[MATERIAL SUPPLIED Boundary: Start]
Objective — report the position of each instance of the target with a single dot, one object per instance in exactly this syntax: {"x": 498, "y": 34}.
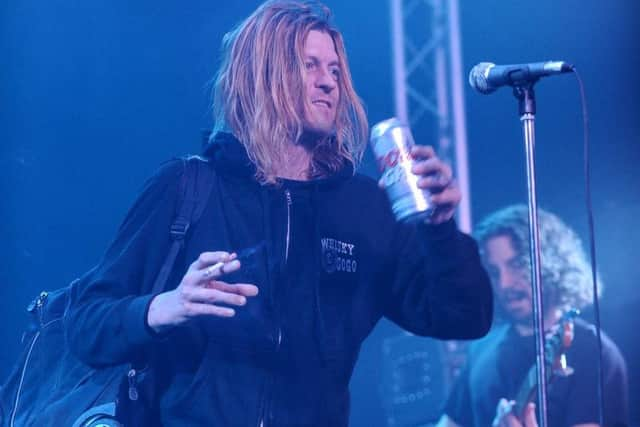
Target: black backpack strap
{"x": 197, "y": 183}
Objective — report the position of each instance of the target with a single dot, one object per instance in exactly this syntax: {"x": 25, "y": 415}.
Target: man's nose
{"x": 505, "y": 279}
{"x": 325, "y": 80}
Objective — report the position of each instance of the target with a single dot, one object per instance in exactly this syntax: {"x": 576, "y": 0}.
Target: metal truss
{"x": 428, "y": 77}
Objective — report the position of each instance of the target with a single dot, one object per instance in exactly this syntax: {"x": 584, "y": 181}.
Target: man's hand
{"x": 200, "y": 293}
{"x": 506, "y": 418}
{"x": 437, "y": 178}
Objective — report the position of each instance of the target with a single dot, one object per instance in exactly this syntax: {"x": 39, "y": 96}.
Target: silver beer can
{"x": 391, "y": 141}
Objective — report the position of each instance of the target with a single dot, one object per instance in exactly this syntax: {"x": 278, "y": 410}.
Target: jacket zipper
{"x": 287, "y": 194}
{"x": 37, "y": 305}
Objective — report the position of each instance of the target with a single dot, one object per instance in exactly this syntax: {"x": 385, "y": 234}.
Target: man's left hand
{"x": 437, "y": 178}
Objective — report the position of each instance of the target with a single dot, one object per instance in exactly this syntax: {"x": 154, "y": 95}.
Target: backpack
{"x": 50, "y": 386}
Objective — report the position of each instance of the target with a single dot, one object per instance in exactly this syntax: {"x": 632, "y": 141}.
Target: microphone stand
{"x": 527, "y": 109}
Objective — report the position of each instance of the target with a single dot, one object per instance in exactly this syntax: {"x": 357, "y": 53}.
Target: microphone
{"x": 487, "y": 77}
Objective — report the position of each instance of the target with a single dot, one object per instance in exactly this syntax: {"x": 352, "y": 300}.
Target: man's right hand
{"x": 200, "y": 292}
{"x": 506, "y": 418}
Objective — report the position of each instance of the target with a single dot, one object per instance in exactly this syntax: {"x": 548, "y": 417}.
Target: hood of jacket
{"x": 230, "y": 158}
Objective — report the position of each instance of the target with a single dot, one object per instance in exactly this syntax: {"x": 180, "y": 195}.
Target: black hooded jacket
{"x": 329, "y": 260}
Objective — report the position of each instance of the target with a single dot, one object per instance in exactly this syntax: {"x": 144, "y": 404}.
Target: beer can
{"x": 391, "y": 141}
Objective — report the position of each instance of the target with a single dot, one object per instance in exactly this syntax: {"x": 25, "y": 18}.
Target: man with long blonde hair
{"x": 296, "y": 256}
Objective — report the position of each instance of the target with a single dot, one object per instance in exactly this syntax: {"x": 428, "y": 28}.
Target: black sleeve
{"x": 107, "y": 320}
{"x": 583, "y": 403}
{"x": 440, "y": 288}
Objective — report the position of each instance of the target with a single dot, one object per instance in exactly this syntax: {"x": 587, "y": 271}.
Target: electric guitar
{"x": 555, "y": 348}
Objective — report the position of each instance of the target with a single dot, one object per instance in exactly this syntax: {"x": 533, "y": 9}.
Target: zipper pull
{"x": 38, "y": 302}
{"x": 133, "y": 387}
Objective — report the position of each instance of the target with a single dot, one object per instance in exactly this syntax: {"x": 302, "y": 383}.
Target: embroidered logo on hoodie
{"x": 338, "y": 256}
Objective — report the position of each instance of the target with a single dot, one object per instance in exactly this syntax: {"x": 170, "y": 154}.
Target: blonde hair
{"x": 258, "y": 93}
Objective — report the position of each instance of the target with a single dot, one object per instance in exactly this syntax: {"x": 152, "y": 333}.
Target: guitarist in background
{"x": 498, "y": 364}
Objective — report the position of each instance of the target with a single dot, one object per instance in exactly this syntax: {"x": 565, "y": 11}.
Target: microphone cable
{"x": 592, "y": 243}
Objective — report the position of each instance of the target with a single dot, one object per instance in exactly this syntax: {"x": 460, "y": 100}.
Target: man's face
{"x": 510, "y": 278}
{"x": 322, "y": 91}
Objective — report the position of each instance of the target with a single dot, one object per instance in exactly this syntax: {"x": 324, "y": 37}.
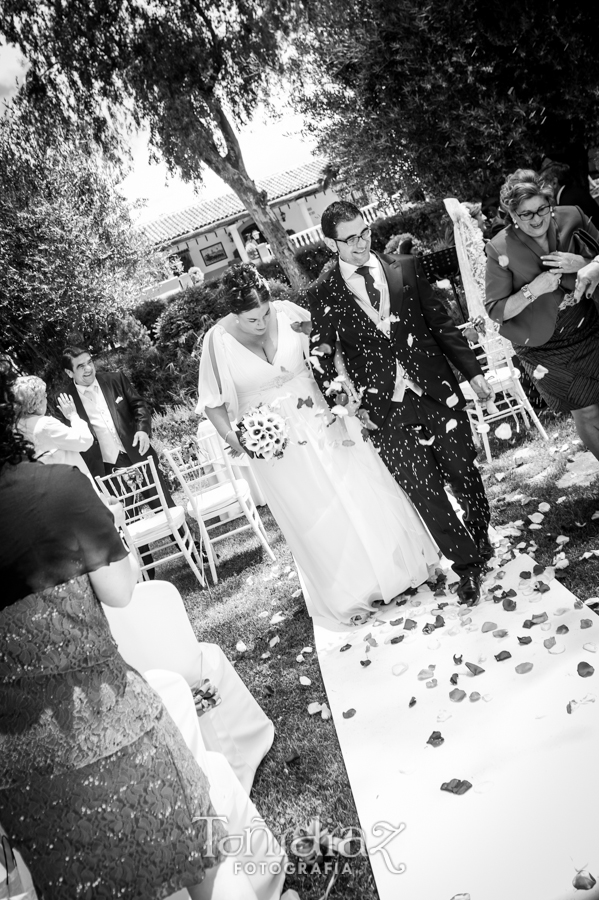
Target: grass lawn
{"x": 303, "y": 776}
[MATERIAL SUPPLIED Boundary: End]
WORK TASK =
Each record above, in full: return it exactly, pictures excluded.

RESULT OF THIS TASK =
Objective — report the position of each instance of the target with a single dot, one object per instance in exactly this syntax: {"x": 498, "y": 34}.
Target: black backpack strap
{"x": 197, "y": 183}
Objective — report the position of each instance of the target with a single dot, one object per instance in exactly this syntax: {"x": 25, "y": 415}.
Target: man's nose
{"x": 505, "y": 279}
{"x": 325, "y": 80}
Objective — report the position of each instance of the target with a single dot, one object per instance in exactly this syntax: {"x": 576, "y": 0}.
Target: metal truss
{"x": 428, "y": 77}
Objective — report the position of each instance of the target with a single dot, one object per instance in exactly this syntax: {"x": 584, "y": 181}.
Target: man's hand
{"x": 200, "y": 293}
{"x": 506, "y": 418}
{"x": 437, "y": 178}
Objective — report the position of each instance of the target with a single dot, one object per instance in exactly this syntax: {"x": 39, "y": 96}.
Target: silver beer can
{"x": 391, "y": 141}
Objective — report the position of each instance of the target with a single dot, one object per instance in exactly this syntax: {"x": 278, "y": 410}.
Target: jacket zipper
{"x": 287, "y": 194}
{"x": 37, "y": 305}
Objective — report the position of each instance of the target with a single dot, one object per instance in exactly this syntax: {"x": 385, "y": 234}.
Target: man's left hand
{"x": 437, "y": 178}
Objective — report the position of each instance of the target with a single dot, one object per instance in exactly this syntax: {"x": 154, "y": 95}.
Target: backpack
{"x": 50, "y": 386}
Objective — report the position of each instance of the target with a single dot, one object per instance in exactly this syntax: {"x": 632, "y": 141}.
Target: microphone stand
{"x": 527, "y": 109}
Objective — report the position of each instance of the target with a single dot, one object per instance in exactly this syntax: {"x": 357, "y": 53}.
Target: microphone
{"x": 487, "y": 77}
Objective — report the position of each instance of the target with a single dot, one object per instance in exactly this syntax: {"x": 352, "y": 300}.
Target: man's right hand
{"x": 200, "y": 292}
{"x": 506, "y": 418}
Objective — report the position of each instance of the target with a single dot, one object per instance in exactly this syntax: {"x": 548, "y": 417}.
Target: hood of jacket
{"x": 230, "y": 158}
Objective — report the position of each instance of the target with a single dot, one object per instance in exactly this syntax: {"x": 180, "y": 195}.
Target: black hooded jacket
{"x": 329, "y": 260}
Objective — report the position of each instance of the target with a single dot, one object per instance in exactly this syntax: {"x": 144, "y": 404}.
Target: beer can
{"x": 391, "y": 141}
Objective — report the position of each instance of the target with a single dot, one object per instance in exactly this syntax: {"x": 25, "y": 18}.
Target: man with long blonde hair
{"x": 296, "y": 256}
Objective — report the position of each instance of the target with a single dot, one object per instance in exactly this syntax: {"x": 428, "y": 28}.
Target: black sleeve
{"x": 107, "y": 320}
{"x": 583, "y": 403}
{"x": 440, "y": 288}
Objective — report the position of each instance of the target with a single dot, one object per instance in exactly this syntax: {"x": 587, "y": 271}.
Target: electric guitar
{"x": 555, "y": 348}
Objective — report the position of each instance of the target with a single dot, one object per instance in exactly this syntax: {"x": 533, "y": 9}.
Target: zipper pull
{"x": 38, "y": 302}
{"x": 133, "y": 387}
Objective — report the position of each instance of the target with a single dot, one object per instance in exactly this syntax: {"x": 302, "y": 383}.
Target: embroidered logo on hoodie
{"x": 338, "y": 256}
Objective — report the position of each instance of the target with a single dot, one object per instance in exactly this syntax: {"x": 170, "y": 154}.
Target: blonde hair
{"x": 258, "y": 93}
Objective — report the position of each instance of the target with a single dot, one object per instance in exactly this syntax: {"x": 152, "y": 333}.
Target: guitarist in background
{"x": 498, "y": 364}
Objective — report the position of each instance of the target with a single dot, one object per instance in exactly this syntax: {"x": 565, "y": 11}.
Target: microphone cable
{"x": 592, "y": 243}
Objective — report the position of each instance of the target with a single dot, one object per instance in exactly this syntax: {"x": 460, "y": 100}.
Target: man's face
{"x": 510, "y": 278}
{"x": 322, "y": 91}
Objective — report the position of each instance of the target with a single dot, one object per instance in exactly this syntax: {"x": 324, "y": 37}.
Target: grass lawn
{"x": 303, "y": 776}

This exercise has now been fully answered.